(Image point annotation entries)
☆ ☆ ☆ ☆

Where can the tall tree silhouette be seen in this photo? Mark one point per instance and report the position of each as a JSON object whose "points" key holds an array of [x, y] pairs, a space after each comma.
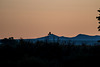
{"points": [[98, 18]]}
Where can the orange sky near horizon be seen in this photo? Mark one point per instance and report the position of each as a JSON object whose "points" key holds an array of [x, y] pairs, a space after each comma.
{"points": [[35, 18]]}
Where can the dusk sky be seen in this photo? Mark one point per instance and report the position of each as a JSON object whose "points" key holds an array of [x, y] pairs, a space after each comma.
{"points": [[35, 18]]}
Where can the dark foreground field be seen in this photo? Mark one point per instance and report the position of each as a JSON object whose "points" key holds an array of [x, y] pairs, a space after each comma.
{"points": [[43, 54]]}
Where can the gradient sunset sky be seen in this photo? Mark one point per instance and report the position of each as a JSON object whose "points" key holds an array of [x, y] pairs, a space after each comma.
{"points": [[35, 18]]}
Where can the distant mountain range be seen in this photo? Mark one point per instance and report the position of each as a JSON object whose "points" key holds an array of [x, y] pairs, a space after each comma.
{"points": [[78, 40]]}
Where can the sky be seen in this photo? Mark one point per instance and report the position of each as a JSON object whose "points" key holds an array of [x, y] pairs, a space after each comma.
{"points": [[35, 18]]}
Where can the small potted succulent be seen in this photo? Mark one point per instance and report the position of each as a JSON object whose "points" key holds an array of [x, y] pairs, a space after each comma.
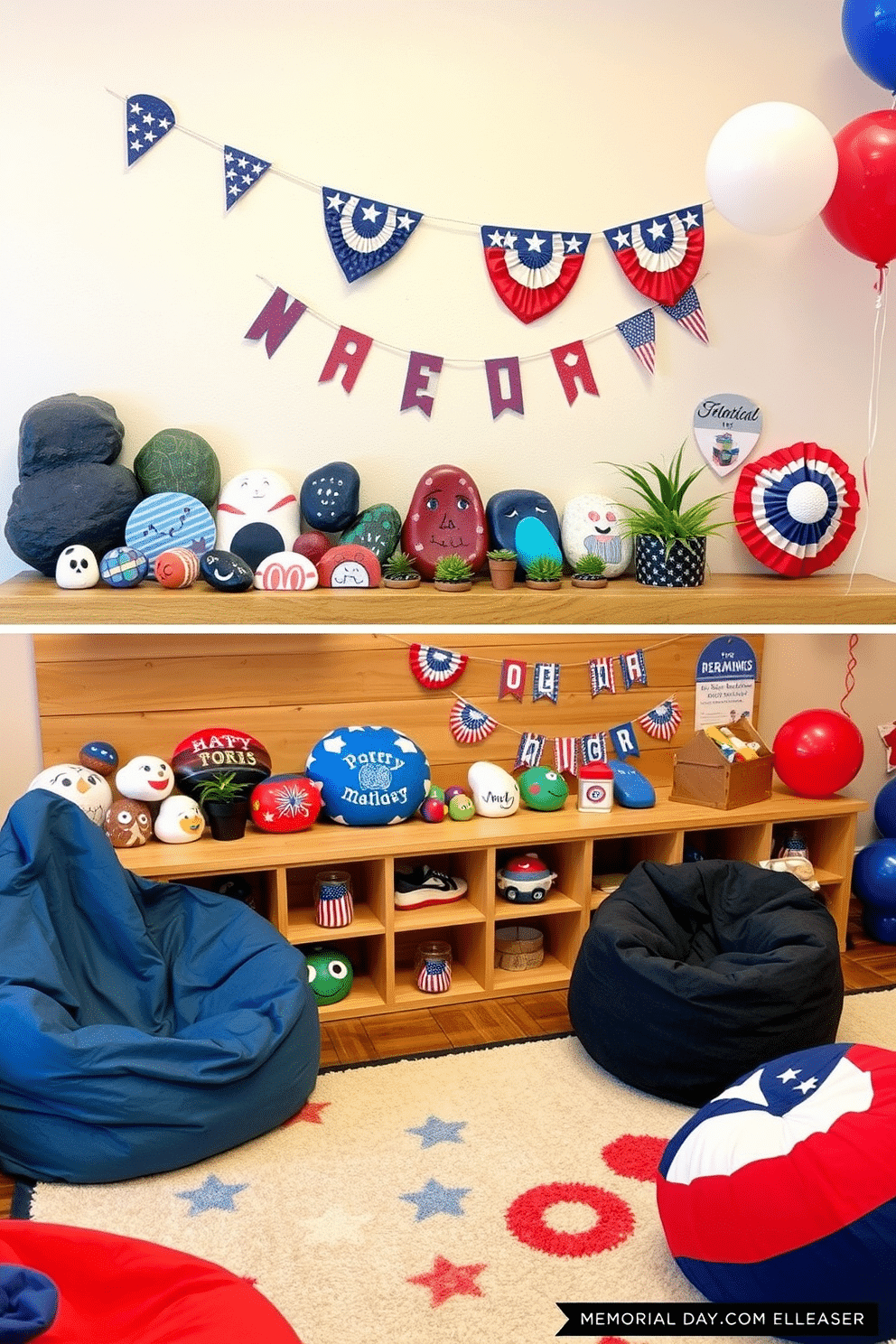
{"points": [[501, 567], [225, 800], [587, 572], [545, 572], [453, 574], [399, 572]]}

☆ ☆ ☆ ☆

(INSTRUCTION)
Rescale the data from the line with "Where can the sky" through the last line of the data, rewriting every line, requests included, with each point coordinate in the answers multiplied by 2.15 and rounded to a whole number, halves rounded up. Leave the pictures out of your answer.

(ANSWER TO THIS PROBLEM)
Where can the sky be seen in this photo? Mark one point per instance and report the position of each as a JSON object whose "points" key holds an array of [x, y] pairs, a space after each comma.
{"points": [[75, 39]]}
Where can the small potted succulent be seen in this photo? Mark one point per instance and report the position of each as a JSON object whose "points" key holds an array of [x, y] pairs, a space after each comma.
{"points": [[1077, 1219], [484, 1720], [1262, 1230], [1172, 1230], [974, 1234], [858, 1230]]}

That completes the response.